# Document extract

↓↓↓

St Elizabeth coming under COVID ‘siege’
But low virus hospitalisations linked to Omicron spread
Mounting coronavirus infections are worrying health-sector administrators in St Elizabeth, but lower-than-average hospitalisations have given succour to western officials amid a wider bed crisis nationally.
Parish manager for the St Elizabeth Health Department, Sean Brissett, believes that the spike is linked to the highly transmissible Omicron variant.
On January 1, there were 32 persons in quarantine or isolation at home, Brissett said, but that number has ballooned to 625. Of that number, 382 are confirmed infections while 243 are contact-to-confirm cases.
Brissett disclosed that health workers at primary-care facilities have had to be reassigned to monitor the cases. There are more than 700 healthcare workers manning the Black River Hospital and health centres across the parish.
“Primary care is currently under siege because as members of staff, they have to be assigned to monitoring these patients,” Brissett told The Gleaner Thursday.
“We are also monitoring the contacts of these confirmed cases to make sure that we can cauterise the spread, although we are at community spread, we have to do what we have to do to make sure that it eases the burden of what is happening in the society,” he said.
Meanwhile, 15 health workers across the parish have tested positive for COVID-19.

↑↑↑

# Exercises
1. From the St Elizabeth COVID article, copy the stretch from "St Elizabeth coming" through "are contact-to-confirm cases." word for word.
2. According to the St Elizabeth COVID article, how many health workers across the parish have tested positive for COVID-19?

# Data shown
↓↓↓

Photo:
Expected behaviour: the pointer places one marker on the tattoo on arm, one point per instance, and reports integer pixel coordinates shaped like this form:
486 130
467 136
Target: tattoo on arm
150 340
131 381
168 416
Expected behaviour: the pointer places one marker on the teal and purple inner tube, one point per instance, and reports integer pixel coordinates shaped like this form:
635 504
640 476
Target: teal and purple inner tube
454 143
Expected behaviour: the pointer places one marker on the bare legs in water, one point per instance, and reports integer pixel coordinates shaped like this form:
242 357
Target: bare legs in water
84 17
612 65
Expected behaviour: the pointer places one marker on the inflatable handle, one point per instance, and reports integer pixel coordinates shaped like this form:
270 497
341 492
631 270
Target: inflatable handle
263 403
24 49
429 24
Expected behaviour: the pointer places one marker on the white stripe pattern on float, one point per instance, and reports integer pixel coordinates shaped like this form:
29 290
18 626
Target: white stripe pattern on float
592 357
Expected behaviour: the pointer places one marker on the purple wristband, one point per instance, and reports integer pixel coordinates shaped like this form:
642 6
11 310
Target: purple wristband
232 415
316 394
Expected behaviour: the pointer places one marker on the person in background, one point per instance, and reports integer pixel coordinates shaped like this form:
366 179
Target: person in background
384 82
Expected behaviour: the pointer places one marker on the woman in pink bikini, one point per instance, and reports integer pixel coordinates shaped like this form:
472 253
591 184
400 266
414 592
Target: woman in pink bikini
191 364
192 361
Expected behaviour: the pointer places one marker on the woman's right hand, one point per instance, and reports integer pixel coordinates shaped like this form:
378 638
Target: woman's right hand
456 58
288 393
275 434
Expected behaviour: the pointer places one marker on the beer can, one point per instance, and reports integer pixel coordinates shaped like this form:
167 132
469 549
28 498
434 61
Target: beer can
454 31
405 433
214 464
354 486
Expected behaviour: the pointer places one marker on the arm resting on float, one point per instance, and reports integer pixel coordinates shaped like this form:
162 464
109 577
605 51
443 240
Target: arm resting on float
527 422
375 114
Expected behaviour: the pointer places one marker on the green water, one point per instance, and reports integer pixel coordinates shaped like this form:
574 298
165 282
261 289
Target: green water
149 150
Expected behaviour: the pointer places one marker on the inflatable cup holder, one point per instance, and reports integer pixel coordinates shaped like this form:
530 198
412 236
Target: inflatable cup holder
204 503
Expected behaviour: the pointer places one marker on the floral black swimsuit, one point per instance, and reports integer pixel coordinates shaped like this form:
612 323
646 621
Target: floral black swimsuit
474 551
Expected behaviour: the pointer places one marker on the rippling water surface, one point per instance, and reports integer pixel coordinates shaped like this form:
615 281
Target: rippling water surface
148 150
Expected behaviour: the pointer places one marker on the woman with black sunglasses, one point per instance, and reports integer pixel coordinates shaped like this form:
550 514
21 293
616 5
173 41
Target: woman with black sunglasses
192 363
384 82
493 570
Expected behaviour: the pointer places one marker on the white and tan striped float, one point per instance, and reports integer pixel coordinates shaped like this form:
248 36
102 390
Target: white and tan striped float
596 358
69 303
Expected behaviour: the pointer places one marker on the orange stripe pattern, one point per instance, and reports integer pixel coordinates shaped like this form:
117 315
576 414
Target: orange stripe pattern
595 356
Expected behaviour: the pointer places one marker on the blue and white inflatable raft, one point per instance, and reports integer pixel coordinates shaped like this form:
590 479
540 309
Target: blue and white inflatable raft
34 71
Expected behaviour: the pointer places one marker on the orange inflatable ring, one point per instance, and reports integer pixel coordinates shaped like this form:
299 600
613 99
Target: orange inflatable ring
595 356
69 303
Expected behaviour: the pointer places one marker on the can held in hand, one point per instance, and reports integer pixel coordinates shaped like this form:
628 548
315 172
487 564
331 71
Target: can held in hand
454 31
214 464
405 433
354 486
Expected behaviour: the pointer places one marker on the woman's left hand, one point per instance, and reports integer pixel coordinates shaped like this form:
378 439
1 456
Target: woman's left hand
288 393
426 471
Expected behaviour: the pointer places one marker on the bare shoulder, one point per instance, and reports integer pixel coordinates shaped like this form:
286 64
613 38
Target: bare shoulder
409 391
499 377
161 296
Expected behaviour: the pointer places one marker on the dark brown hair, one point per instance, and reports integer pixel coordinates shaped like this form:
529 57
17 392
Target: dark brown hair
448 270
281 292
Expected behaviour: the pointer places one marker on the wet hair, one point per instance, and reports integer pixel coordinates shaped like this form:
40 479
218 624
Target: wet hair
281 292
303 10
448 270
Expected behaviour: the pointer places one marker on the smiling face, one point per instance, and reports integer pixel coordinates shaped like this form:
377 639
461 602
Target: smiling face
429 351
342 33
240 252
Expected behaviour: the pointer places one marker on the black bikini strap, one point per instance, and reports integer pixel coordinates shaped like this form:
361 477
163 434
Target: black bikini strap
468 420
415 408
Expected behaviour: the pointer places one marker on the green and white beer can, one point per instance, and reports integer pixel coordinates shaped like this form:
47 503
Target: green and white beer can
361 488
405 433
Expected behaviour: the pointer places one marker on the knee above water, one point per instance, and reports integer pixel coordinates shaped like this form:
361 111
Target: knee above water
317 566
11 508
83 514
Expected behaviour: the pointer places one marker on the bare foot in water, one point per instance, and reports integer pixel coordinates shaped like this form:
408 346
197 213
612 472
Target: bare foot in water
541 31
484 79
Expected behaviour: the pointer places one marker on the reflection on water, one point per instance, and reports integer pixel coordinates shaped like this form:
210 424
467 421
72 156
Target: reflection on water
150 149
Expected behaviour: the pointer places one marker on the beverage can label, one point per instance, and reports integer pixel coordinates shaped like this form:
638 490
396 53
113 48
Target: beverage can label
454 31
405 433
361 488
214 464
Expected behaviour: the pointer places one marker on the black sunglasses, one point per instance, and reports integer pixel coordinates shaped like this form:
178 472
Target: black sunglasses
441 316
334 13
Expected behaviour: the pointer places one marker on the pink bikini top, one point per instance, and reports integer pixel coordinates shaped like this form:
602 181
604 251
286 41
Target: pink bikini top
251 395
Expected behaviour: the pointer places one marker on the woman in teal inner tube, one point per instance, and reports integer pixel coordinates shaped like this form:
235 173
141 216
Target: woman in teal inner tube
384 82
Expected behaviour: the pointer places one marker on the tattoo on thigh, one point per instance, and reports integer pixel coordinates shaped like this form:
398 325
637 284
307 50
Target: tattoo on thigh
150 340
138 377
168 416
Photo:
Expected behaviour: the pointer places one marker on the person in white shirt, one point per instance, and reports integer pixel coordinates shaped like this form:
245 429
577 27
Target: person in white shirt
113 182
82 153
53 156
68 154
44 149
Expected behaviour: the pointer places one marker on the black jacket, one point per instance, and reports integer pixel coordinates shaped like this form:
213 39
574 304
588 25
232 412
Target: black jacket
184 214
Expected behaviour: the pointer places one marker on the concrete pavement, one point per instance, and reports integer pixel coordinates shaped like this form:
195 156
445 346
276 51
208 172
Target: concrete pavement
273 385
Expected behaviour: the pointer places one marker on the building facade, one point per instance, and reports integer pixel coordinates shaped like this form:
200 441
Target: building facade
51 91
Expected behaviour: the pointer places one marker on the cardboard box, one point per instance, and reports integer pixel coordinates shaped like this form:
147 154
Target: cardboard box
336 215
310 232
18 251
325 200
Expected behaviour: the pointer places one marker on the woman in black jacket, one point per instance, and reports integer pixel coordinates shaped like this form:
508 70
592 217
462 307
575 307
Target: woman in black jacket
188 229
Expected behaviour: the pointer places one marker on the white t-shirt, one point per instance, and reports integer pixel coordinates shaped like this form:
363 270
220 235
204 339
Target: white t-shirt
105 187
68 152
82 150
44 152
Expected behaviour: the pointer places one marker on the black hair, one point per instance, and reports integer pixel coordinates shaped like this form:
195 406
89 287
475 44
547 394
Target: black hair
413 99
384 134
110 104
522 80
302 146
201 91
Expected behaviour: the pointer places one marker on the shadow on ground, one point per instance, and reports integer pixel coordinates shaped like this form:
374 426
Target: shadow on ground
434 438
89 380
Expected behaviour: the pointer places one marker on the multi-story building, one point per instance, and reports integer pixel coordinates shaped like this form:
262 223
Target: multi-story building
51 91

↑↑↑

# Task-by-task answers
1.
St Elizabeth coming under COVID ‘siege’
But low virus hospitalisations linked to Omicron spread
Mounting coronavirus infections are worrying health-sector administrators in St Elizabeth, but lower-than-average hospitalisations have given succour to western officials amid a wider bed crisis nationally.
Parish manager for the St Elizabeth Health Department, Sean Brissett, believes that the spike is linked to the highly transmissible Omicron variant.
On January 1, there were 32 persons in quarantine or isolation at home, Brissett said, but that number has ballooned to 625. Of that number, 382 are confirmed infections while 243 are contact-to-confirm cases.

2. 15 health workers